PASSAGE EXTRAIT →
-------------------------

Une visite à l’exposition des travaux d’élèves de l’école des Beaux-Arts de Nancy
À notre école des Beaux-Arts, pendant l’année 1927-1928, le labeur fut très intense. L’abondance des devoirs exposés, des essais, des travaux collectifs, démontre très péremptoirement, qu’un beau zèle anime ces jeunes gens et ces jeunes filles, abordant la difficile et noble carrière de l’art.
Et la méthode qui régit l’école apparaît aussi. Méthode serrée, sévère pour les divisions élémentaires, mais qui s’élargit et laisse librement se dégager la personnalité de l’élève dès que la main et l’œil ont subit la stricte discipline nécessaire et possède une suffisante sûreté.
Visiblement, le directeur, M. Victor Prouvé, a l’amour du talent naissant, et le noble scrupule de ne pas contrarier l’orientation naturelle de ce talent. Il est convaincu, nous le sommes aussi, que l’esprit souffle où il veut. Il croit aux vocations d’art. Son enseignement nourrit, attise la flamme, mais la laisse palpiter et s’allonger au vent de l’inspiration personnelle.
Il en est du champ de l’art comme de ceux qu’on laboure et sème sous le ciel. La moisson n’est pas toujours égale. Il y a parfois abondance et sur abondance, mais parfois aussi demi récolte et même disette.
La visite que nous venons de faire aux Beaux-Arts nous convainc, en toute impartialité, que l’année sans être tout à fait riche, fut cependant belle et bonne.
L’exposition de la section sculpture est d’une qualité magnifique. C’est l’avis unanime des visiteurs que j’ai rencontrés. Le professeur, M. Carl, qui est modeste, m’accusera d’exagérer. Mais je dis vrai.
Voici : prise à l’Alexandre de Diogène, composition de Puget, une tête de Diogène, qui est d’une exécution puissante. Un fragment du Milon de Crotone. Une figure d’enfant, sculptée dans la masse en bois. Une copie vraiment exquise en pierre d’un buste de terre cuite du XVIIIe siècle, dit buste de Gilbert. Voici enfin, je regrette de ne pouvoir tout citer, deux reproductions en pierre de deux chef-d’œuvre, l’un de l’antiquité, l’enfant à l’oie, l’autre du Moyen Âge, la vierge d’Amiens , reproduction ou se révèle un praticien remarquable et un artiste.

-------------------------

Données d'annotation par coordonnées

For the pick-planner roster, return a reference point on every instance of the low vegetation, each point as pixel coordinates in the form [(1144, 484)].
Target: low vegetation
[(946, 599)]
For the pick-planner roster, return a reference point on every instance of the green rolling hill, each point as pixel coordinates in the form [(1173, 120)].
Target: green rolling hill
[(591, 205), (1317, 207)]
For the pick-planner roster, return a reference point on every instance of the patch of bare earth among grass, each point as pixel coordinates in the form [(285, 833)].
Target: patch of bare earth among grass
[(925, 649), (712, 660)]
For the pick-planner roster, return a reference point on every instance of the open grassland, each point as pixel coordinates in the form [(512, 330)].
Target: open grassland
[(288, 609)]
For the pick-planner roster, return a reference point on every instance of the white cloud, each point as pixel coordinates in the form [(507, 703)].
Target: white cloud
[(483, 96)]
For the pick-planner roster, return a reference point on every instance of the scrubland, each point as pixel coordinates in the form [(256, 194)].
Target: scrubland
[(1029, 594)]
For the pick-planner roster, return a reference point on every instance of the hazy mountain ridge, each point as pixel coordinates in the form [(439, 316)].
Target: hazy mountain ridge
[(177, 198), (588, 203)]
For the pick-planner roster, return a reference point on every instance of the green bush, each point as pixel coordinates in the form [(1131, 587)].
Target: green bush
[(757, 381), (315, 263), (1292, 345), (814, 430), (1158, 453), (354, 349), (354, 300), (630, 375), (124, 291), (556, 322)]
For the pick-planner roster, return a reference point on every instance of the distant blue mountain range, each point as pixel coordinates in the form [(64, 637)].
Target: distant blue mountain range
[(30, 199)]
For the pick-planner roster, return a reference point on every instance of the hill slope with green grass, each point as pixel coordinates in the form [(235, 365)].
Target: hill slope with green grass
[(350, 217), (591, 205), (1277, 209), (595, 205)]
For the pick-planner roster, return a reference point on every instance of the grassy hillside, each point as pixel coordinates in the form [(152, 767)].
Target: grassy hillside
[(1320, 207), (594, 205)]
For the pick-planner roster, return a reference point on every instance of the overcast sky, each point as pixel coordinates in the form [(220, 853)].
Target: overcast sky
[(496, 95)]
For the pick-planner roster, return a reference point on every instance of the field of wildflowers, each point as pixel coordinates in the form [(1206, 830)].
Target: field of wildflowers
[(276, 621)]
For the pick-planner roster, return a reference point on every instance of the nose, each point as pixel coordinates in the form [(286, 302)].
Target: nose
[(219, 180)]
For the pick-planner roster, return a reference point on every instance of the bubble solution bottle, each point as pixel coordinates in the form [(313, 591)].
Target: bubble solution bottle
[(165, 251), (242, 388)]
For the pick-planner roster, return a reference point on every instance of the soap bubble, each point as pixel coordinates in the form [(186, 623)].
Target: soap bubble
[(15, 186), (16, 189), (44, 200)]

-------------------------

CONSIGNE 1 →
Réécrivez l'article sur l'exposition de l'école des Beaux-Arts de Nancy, de « Et la méthode » jusqu'à « et même disette. », en remplaçant « flamme » par « braise ».
CONSIGNE 2 →
Répondez aux questions suivantes d'après l'article sur l'exposition de l'école des Beaux-Arts de Nancy.
(a) Qui dirige l'école ?
(b) Quel professeur l'auteur nomme-t-il à propos de la section sculpture ?
(c) Dans quel matériau la figure d'enfant a-t-elle été sculptée ?
CONSIGNE 3 →
Poursuivez l'article sur l'exposition de l'école des Beaux-Arts de Nancy à partir de sa dernière phrase.
Le matériel présenté n'est pas utile ici.

RÉSULTAT 1 →
Et la méthode qui régit l’école apparaît aussi. Méthode serrée, sévère pour les divisions élémentaires, mais qui s’élargit et laisse librement se dégager la personnalité de l’élève dès que la main et l’œil ont subit la stricte discipline nécessaire et possède une suffisante sûreté.
Visiblement, le directeur, M. Victor Prouvé, a l’amour du talent naissant, et le noble scrupule de ne pas contrarier l’orientation naturelle de ce talent. Il est convaincu, nous le sommes aussi, que l’esprit souffle où il veut. Il croit aux vocations d’art. Son enseignement nourrit, attise la braise, mais la laisse palpiter et s’allonger au vent de l’inspiration personnelle.
Il en est du champ de l’art comme de ceux qu’on laboure et sème sous le ciel. La moisson n’est pas toujours égale. Il y a parfois abondance et sur abondance, mais parfois aussi demi récolte et même disette.

RÉSULTAT 2 →
(a) M. Victor Prouvé.
(b) M. Carl.
(c) Dans la masse en bois.

RÉSULTAT 3 →
Ce praticien, cet artiste, est un homme de 29 ans. Il s’appellePinot. Voici son histoire.
Il y avait une fois, mais oui, c’est comme un conte de fées, à Vandières, un jeune cheminot qui, a temps perdu, modelait la glaise et taillait la pierre. Il modelait et taillait, sans autre maître que son instinct, à sa manière. Il se trouva que cette manière, toute frustre qu’elle fut, arrêta l’attention d’un prêtre, homme de goût et homme de cœur.
Pinot était timide et sans ambition. Le prêtre fut audacieux et ambitieux pour lui. Il le mena, tout droit, à notre école des Beaux-Arts. La direction qui, je l’ai dit, à l’amour des talents naissants, fut accueillante. Le prêtre s’en alla, confiant, à M. Carl, le modeste et heureux Pinot.
Cinq années durant, Pinot fut observé, conseillé, jugé. M. Carl a le cœur chaud. Il prit en amitié son élève. Donc, sous le fer et bon regard du maître, devint un artiste. Il passa de la copie à l’original. Devant le modèle vivant, il se révéla portraitiste habile. On se souvient, à l’école, du buste de Melle B., exposé l’année dernière, œuvre pleine de fraîcheur. Pinot sait être, selon qu’il convient, gracieux ou fort.
Voilà donc un beau talent, lorrain, déjà, bien affirmé. Et ce talent est au service d’une pensée haute, noble, apte aux grandes émotions religieuses.
J’ai pensé qu’il convenait de signaler à MM. les prêtres et architectes, bâtisseurs d’églises , ce statuaire capable d’orner un temple des plus belles et des plus sincères sculptures. N’allons pas chercher toujours à Paris des statuts d’un art parfois médiocre. Nous là, tout près, l’homme qu’il faut."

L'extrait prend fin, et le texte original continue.